▶ [文档摘录]
☆ ☆ ☆ ☆ ☆
又名: エヴァ・超現実 / EVANGELION:✓ IT CAN (NOT) BE TRUE. / Evangelion: Beyond Reality / EVANGELION 超•現實
导演: 孫世晟(SOMEI 晟)
编剧: 孫世晟(SOMEI 晟)
制片国家/地区: 中国大陆
上映日期: 2020-06-27(中国大陆)
片长: 3分钟46秒 豆瓣评分:8.8 下载地址:迅雷下载
1988年8月22日下午15点,日本女孩今野真理,在她埼玉县入间市的住宅区楼下,离奇失踪。
10月,女孩吉泽正美失踪。
紧接着是12月,还是埼玉县,难波绘梨香失踪。
隔年6月6日,第四起,女孩名叫野本绫子。
受害者共同特征,4至7岁的幼女。
凶犯的第一个目击者描述:“矮矮胖胖的叔叔”。
这就是在80年代末90年代初震惊整个日本社会的“宫崎勤事件”。
凶手以说出来这篇稿子就会被删的残忍手段,杀害了四名幼女,它所带来的次生心理危害延续至今。
因为他社交障碍,孤僻,同时热衷色情影片及动漫,所以社会的矛头,直接指向了这个“弱势群体”——御宅族。
1990年,社论《漫画有害论》从朝日新闻刊载后得到全民级传播,随之带来的是一切暴力为卖点的漫画遭遇抵制风潮,这其中难免出现误伤。隔年,“对有害图书进行规制”通过东京都议会议案,从此,日本ACG界遭遇毁灭打击。
☆ ☆ ☆ ☆ ☆
[目标位置标注数据]
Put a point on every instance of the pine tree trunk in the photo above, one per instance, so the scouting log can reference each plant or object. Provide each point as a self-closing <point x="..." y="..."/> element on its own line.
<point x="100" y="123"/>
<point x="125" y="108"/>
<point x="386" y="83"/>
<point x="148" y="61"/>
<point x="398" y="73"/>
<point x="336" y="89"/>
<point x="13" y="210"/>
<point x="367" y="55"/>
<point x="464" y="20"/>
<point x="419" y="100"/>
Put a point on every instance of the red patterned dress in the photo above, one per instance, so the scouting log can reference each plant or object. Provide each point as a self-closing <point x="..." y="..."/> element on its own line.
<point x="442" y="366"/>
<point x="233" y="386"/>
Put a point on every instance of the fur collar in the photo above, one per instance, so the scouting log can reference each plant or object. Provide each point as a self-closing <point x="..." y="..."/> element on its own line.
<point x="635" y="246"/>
☆ ☆ ☆ ☆ ☆
▶ [待完成任务]
**A.** 根据影片介绍,1990年由朝日新闻刊载并得到全民级传播的社论题为什么?
**B.** 请原样输出影片介绍中的一段文字:从含有“编剧: 孫世晟(SOMEI 晟)”的语句开始,到“会议案,从此,日本ACG界遭遇毁灭打击。”结束。
作答时无须使用上述数据。

▶ [逐项答案]
**A.** 《漫画有害论》

**B.**
编剧: 孫世晟(SOMEI 晟)
制片国家/地区: 中国大陆
上映日期: 2020-06-27(中国大陆)
片长: 3分钟46秒 豆瓣评分:8.8 下载地址:迅雷下载
1988年8月22日下午15点,日本女孩今野真理,在她埼玉县入间市的住宅区楼下,离奇失踪。
10月,女孩吉泽正美失踪。
紧接着是12月,还是埼玉县,难波绘梨香失踪。
隔年6月6日,第四起,女孩名叫野本绫子。
受害者共同特征,4至7岁的幼女。
凶犯的第一个目击者描述:“矮矮胖胖的叔叔”。
这就是在80年代末90年代初震惊整个日本社会的“宫崎勤事件”。
凶手以说出来这篇稿子就会被删的残忍手段,杀害了四名幼女,它所带来的次生心理危害延续至今。
因为他社交障碍,孤僻,同时热衷色情影片及动漫,所以社会的矛头,直接指向了这个“弱势群体”——御宅族。
1990年,社论《漫画有害论》从朝日新闻刊载后得到全民级传播,随之带来的是一切暴力为卖点的漫画遭遇抵制风潮,这其中难免出现误伤。隔年,“对有害图书进行规制”通过东京都议会议案,从此,日本ACG界遭遇毁灭打击。